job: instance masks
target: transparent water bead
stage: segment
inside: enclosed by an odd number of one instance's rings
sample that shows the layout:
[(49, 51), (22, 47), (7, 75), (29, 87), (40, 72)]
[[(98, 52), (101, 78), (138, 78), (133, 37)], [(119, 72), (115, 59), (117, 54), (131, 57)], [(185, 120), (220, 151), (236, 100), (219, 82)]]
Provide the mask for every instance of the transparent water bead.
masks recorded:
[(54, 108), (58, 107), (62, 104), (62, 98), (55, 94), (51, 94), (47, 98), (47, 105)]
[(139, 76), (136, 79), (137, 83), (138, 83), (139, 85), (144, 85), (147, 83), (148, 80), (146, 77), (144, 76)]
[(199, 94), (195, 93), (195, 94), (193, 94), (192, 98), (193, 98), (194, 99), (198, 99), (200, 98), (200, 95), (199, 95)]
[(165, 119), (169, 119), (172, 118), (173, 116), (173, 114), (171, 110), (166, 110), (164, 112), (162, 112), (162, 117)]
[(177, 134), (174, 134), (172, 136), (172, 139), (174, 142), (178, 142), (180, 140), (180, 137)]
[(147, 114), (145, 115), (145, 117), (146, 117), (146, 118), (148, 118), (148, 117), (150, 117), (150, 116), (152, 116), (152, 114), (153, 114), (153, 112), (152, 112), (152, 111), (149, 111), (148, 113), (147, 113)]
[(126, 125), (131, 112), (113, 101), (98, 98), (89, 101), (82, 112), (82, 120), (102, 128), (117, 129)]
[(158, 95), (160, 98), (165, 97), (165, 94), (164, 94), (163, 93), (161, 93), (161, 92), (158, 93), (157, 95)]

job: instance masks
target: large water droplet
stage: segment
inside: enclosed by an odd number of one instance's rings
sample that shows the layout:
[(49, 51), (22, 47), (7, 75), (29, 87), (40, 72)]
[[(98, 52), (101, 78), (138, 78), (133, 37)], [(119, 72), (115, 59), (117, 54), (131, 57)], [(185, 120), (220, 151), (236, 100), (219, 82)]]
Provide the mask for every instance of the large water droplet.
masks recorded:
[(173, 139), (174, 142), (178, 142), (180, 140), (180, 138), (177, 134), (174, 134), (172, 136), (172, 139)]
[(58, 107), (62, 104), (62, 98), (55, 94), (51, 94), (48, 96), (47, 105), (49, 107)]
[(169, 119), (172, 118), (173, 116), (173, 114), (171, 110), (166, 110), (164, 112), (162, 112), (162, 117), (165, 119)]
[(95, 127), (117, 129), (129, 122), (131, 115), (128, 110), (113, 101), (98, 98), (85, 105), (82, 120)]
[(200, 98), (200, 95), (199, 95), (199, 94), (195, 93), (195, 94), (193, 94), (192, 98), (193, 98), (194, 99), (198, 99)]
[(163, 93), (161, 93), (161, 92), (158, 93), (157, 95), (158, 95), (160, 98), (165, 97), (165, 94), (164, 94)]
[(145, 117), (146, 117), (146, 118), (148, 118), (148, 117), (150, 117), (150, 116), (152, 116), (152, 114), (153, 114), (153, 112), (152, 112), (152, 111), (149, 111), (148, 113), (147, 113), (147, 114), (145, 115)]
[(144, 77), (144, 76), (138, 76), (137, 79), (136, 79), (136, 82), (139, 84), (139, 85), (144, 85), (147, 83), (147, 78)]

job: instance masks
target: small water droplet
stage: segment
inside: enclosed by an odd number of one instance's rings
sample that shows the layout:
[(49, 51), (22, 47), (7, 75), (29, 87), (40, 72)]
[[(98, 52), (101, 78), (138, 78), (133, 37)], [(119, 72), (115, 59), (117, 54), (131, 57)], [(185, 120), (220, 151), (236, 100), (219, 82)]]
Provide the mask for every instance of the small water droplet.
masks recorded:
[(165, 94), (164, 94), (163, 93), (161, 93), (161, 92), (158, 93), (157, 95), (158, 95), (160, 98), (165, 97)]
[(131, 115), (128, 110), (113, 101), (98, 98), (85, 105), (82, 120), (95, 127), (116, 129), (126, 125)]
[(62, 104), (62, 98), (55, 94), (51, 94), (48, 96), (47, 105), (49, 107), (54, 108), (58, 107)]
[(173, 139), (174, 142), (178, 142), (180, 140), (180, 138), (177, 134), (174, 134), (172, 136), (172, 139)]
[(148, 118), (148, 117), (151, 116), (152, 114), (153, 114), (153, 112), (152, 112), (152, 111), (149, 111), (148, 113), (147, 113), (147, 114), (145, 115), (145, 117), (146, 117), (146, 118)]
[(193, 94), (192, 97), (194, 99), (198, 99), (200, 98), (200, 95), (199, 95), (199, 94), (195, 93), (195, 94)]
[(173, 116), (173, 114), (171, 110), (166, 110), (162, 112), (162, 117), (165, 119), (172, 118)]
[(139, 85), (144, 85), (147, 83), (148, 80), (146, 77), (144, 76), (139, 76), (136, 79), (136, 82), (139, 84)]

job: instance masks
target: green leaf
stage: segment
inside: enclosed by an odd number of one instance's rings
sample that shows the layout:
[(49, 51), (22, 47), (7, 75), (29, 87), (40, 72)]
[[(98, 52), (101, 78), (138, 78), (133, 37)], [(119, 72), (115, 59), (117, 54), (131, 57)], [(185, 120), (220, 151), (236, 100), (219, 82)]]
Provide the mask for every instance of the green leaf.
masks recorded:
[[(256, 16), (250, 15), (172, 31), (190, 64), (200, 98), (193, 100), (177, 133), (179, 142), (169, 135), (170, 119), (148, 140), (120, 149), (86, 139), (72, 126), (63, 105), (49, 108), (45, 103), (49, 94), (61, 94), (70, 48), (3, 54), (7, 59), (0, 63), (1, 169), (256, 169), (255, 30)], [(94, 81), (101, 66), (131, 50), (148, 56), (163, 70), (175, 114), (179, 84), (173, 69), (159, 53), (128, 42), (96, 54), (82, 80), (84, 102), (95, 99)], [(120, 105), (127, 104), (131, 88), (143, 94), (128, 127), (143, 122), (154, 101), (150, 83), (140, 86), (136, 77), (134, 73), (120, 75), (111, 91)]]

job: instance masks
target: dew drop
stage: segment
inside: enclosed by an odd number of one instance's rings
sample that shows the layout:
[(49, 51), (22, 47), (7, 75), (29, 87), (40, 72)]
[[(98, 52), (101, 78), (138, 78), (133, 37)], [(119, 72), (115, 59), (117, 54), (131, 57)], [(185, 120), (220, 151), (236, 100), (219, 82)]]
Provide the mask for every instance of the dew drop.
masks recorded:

- [Given exercise]:
Copy the entries from the start through the line containing "93), (157, 95)]", changing "transparent water bead" to "clear water bead" wherever it appears and leaving everything else as it is.

- [Response]:
job: instance masks
target: clear water bead
stage: segment
inside: enclosed by an odd number of one instance's rings
sample that shows the layout:
[(49, 51), (22, 47), (7, 75), (29, 87), (40, 72)]
[[(98, 52), (101, 78), (138, 78), (133, 37)], [(119, 72), (115, 59), (117, 54), (131, 57)], [(185, 120), (220, 151), (236, 100), (219, 82)]]
Provide the mask for every instance of the clear water bead.
masks recorded:
[(54, 108), (58, 107), (62, 104), (62, 98), (55, 94), (51, 94), (47, 98), (47, 105)]
[(139, 76), (136, 79), (137, 83), (138, 83), (139, 85), (144, 85), (147, 83), (148, 80), (146, 77), (144, 76)]
[(199, 94), (195, 93), (195, 94), (193, 94), (192, 98), (193, 98), (194, 99), (198, 99), (200, 98), (200, 95), (199, 95)]
[(165, 119), (169, 119), (172, 118), (173, 116), (173, 114), (171, 110), (166, 110), (164, 112), (162, 112), (162, 117)]
[(177, 134), (174, 134), (172, 136), (172, 139), (174, 142), (178, 142), (180, 140), (180, 137)]
[(147, 114), (145, 115), (145, 117), (146, 117), (146, 118), (148, 118), (148, 117), (150, 117), (150, 116), (152, 116), (152, 114), (153, 114), (153, 112), (152, 112), (152, 111), (149, 111), (148, 113), (147, 113)]
[(126, 125), (131, 112), (113, 101), (98, 98), (89, 101), (82, 112), (82, 120), (102, 128), (117, 129)]
[(158, 95), (160, 98), (165, 97), (165, 94), (164, 94), (163, 93), (161, 93), (161, 92), (158, 93), (157, 95)]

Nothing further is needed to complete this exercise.